Apply what you read:
1. From the passage on art's power to exorcise, list the people named as examples of those who, through various media, try to ward off the spell.
2. Answer these questions using the passage on art's power to exorcise.
(a) Besides the roof of her house, where did Mary T. Smith write?
(b) What did Hans-Jörg Georgi make out of cardboard?
(c) Which two artists are compared to a work having the value of a "performative object" or even therapeutic?
3. Carry on the passage on art's power to exorcise from its final sentence.

Supplied passage:
○ ○ ○
I appeal here to what Picasso designated as the power of art to exorcise, but also to its performative quality. Negotiate with the supernatural, with spirits, name them, such is the task of the shaman to combat anxiety and suffering which – were they meaningless – are potent decomposition ferments. Mastering misfortune is therefore to become familiar with it, integrate it by interfering inevitably in the invisible world. I am thinking of J. B. Murray who, illiterate, reports the words of God in an invented language, only readable in the transparency of a bottle of water from his well; Mary T. Smith who wrote on the roof of her house, her garden fences and any other visible surface, to show her devotion to God; George Widener who is developing a system of numbers with the aim to “keep the world in check”; Hans-Jörg Georgi who has manufactured a fleet of cardboard  planes to lead humanity on a journey and touch the sky in order to survive, saying he wants to do “something good for the world”; or Emery Blagdon who assembled in his shed elements of a giant machine for curing diseases; do they not try too, through various media, to ward off the spell? What in my eyes is essential here and falls under real creation, is precisely the intention to “create a work” [3], even more important than the work itself. The work has then the value of a “performative object” or even therapeutic, like Beuys or Tàpies. Create a work is then to locate and limit our personal or collective disorder in the latter: contain the disease in the thread of words, trap the evil between the drawn lines, negotiate the balance of the world by the perilous journey to the dark regions of what escapes us.
○ ○ ○
Material supplied:
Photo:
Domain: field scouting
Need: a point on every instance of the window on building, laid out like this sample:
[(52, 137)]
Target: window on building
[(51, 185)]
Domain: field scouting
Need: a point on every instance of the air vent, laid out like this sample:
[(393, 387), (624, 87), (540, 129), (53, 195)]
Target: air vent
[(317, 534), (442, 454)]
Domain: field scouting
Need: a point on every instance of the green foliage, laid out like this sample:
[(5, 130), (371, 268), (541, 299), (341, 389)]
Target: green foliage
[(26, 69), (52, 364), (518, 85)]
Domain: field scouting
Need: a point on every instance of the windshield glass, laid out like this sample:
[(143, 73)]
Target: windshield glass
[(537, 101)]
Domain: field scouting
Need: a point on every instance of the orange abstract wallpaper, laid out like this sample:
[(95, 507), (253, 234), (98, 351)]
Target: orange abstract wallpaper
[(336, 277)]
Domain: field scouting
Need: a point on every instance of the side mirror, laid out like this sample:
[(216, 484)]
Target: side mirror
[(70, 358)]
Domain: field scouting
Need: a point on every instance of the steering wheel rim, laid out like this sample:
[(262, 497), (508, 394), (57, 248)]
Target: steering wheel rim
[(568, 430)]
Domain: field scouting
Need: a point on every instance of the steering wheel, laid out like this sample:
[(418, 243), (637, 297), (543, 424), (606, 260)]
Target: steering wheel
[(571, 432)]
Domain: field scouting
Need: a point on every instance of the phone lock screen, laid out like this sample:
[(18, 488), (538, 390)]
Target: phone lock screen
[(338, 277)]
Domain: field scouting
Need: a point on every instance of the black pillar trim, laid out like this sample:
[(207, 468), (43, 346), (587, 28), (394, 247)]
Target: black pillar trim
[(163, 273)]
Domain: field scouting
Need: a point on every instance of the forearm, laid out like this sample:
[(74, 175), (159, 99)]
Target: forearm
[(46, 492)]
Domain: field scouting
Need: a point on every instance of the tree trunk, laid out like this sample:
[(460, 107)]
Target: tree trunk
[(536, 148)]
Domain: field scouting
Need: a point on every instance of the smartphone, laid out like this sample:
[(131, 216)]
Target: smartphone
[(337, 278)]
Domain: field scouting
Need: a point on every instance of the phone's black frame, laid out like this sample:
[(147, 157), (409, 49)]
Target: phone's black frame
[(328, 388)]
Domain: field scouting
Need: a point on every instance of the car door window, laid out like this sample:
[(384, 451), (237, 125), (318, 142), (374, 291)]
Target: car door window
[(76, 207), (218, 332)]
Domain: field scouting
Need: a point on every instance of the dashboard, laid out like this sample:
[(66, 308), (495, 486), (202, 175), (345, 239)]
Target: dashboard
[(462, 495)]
○ ○ ○
Answers for the tasks:
1. J. B. Murray, Mary T. Smith, George Widener, Hans-Jörg Georgi, Emery Blagdon

2.
(a) She wrote on her garden fences and any other visible surface.
(b) He made a fleet of cardboard planes.
(c) Beuys and Tàpies.

3.
“Understand where the error occurred.”

The words of Vera the shaman often come to my mind. By “understand”, she did not really mean that she had to find a solution; rather, she had the intention to circumvent the problem, take it into account, give it a shape, outwit it failing to eliminate it. But the shamanic cure as healing only makes sense if one believes in it. And the active power of art exists under the same condition: the same belief that we grant to the sacred. So it means to believe in the emotional power of creative fiction. Thus, being inspired thanks to the imagination is surely not a flight, or a simple escape, but truly a process necessary for the survival of the world, the active agent that prevents it from becoming frozen, authoritarian and opaque – the guarantee of a vital movement.

[1] I am talking here about Bertrand Hell, an anthropologist invited by Jean de Loisy to collaborate with us on the exhibition “Les maîtres du désordre” [Masters of Disorder], and Jean-Baptiste Delpias, who edited most of the films, les “the words of the initiated”, screened during the exhibition.

[2] The Republic of Tuva is part of the Russian Federation.

[3] “L’œuvre faite compte finalement moins que ‘faire œuvre’” [”The finished work counts finally less than ‘making the work’.”], in Thierry Davila and Maurice Fréchuret, L’Art médecine, exh.cat. [musée Picasso, Antibes], Paris, RMN, 1999, p. 31.